_Task goal_. All of the entries below, duplicated exactly, make up the answer.

(Records from a collection)

——

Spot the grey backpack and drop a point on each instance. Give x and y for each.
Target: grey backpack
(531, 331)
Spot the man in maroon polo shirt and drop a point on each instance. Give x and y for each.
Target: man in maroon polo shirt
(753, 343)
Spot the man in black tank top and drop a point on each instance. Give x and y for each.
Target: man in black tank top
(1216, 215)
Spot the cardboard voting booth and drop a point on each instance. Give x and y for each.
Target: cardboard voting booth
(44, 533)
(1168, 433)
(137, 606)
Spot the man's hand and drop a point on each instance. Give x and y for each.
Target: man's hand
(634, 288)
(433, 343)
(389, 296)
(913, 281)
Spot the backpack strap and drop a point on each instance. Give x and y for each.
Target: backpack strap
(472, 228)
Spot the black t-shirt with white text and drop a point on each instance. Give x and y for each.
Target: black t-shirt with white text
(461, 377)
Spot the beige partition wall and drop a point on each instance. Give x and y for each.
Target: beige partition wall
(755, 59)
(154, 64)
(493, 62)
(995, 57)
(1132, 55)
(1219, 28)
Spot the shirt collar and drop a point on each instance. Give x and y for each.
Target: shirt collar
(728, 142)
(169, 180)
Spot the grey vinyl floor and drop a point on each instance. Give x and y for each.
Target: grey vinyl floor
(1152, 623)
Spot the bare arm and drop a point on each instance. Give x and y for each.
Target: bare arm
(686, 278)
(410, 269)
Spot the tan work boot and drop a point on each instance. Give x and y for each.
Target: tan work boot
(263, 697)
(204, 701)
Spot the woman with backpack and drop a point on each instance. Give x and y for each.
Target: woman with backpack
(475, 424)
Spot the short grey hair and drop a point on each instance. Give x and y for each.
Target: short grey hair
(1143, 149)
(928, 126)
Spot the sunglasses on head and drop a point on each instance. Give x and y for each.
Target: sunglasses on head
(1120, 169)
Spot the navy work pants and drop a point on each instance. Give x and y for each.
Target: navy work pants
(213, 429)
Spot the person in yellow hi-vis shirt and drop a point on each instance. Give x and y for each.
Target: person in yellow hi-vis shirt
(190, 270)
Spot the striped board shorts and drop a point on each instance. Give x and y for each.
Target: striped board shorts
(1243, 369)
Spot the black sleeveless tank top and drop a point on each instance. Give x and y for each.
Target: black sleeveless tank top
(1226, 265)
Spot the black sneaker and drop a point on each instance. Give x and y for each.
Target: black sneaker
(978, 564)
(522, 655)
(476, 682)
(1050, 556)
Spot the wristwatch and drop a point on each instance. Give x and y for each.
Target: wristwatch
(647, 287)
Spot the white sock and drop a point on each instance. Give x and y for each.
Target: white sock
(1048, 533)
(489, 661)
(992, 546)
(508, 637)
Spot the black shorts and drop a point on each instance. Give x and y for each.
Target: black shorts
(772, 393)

——

_Final answer_.
Spot the grey backpack and drop a point on each instance. Give x and y for each.
Target: grey backpack
(531, 331)
Spot the man in maroon polo shirt and drop a point on each instance. Give x and y for each.
Target: man in maroon polo shirt
(753, 343)
Spot the man in black tank top and drop a point on each instance. Give x and y for each.
Target: man in black tank top
(1216, 215)
Spot the cardboard voting booth and drop a point on each instance. Give x and y for each.
Target: cardboard voting booth
(44, 533)
(1168, 433)
(137, 606)
Spot the man's hand and drop a point on each instance. Give x and y for each.
Target: man's hand
(634, 288)
(433, 343)
(389, 296)
(913, 281)
Spot the backpack strap and drop a point on each instance. Give x and y for each.
Target: backpack strap
(472, 228)
Spot the black t-shirt with white text and drop a point on each instance. Give x and y for each.
Target: black t-shirt with white text
(461, 377)
Spot the beige partition wall and drop a point on each instance. Give x and y for each.
Target: beige partition wall
(755, 59)
(154, 64)
(493, 62)
(995, 57)
(1132, 55)
(1219, 28)
Spot the shirt collar and drop a point on each instance. Give x and y for each.
Target: shirt collar
(728, 142)
(169, 180)
Spot the grey vinyl floor and drop a point on each instance. Give x and y for each.
Target: grey vinyl floor
(1152, 623)
Spot the bare arm and drop a point on each instance. Give x and y for each.
Target: bare arm
(686, 278)
(410, 269)
Spot the tan work boot and drop a point on each instance. Give x and y for each.
Target: tan work boot
(263, 697)
(204, 701)
Spot the woman with backpack and drop a point on each instance. Give x and y for each.
Target: woman with backpack
(475, 424)
Spot the short grey hair and drop a point on each instance. Give x and y for each.
Target: short grey hair
(1143, 149)
(928, 126)
Spot the sunglasses on head and drop a point on each instance. Give x and y for each.
Target: sunglasses on head
(1120, 169)
Spot the navy work pants and drop a point on each instance. Give x and y for each.
Target: navy work pants
(213, 429)
Spot the person in yellow hi-vis shirt and drop a point on each instance. Give x and y for each.
Target: person in yellow hi-vis shirt
(190, 270)
Spot the striped board shorts and drop a point on each instance. Give x and y for each.
Target: striped board shorts
(1243, 369)
Spot the black sleeveless tank top and drop a point on each instance. Give x and y for each.
Target: black sleeveless tank top
(1226, 265)
Spot the black sneaker and drop a point on each instance. Give x and y for each.
Target: black sneaker
(978, 564)
(522, 655)
(476, 682)
(1050, 556)
Spot the wristwatch and drop a point on each instance. Give x and y for each.
Target: wristwatch
(647, 287)
Spot the white sock and drop a point on each instance. Give x and y for each.
Target: white sock
(1048, 533)
(489, 661)
(992, 546)
(508, 637)
Spot the black shorts and drop a point on each instance. Give x and y for each.
Target: black shorts
(772, 393)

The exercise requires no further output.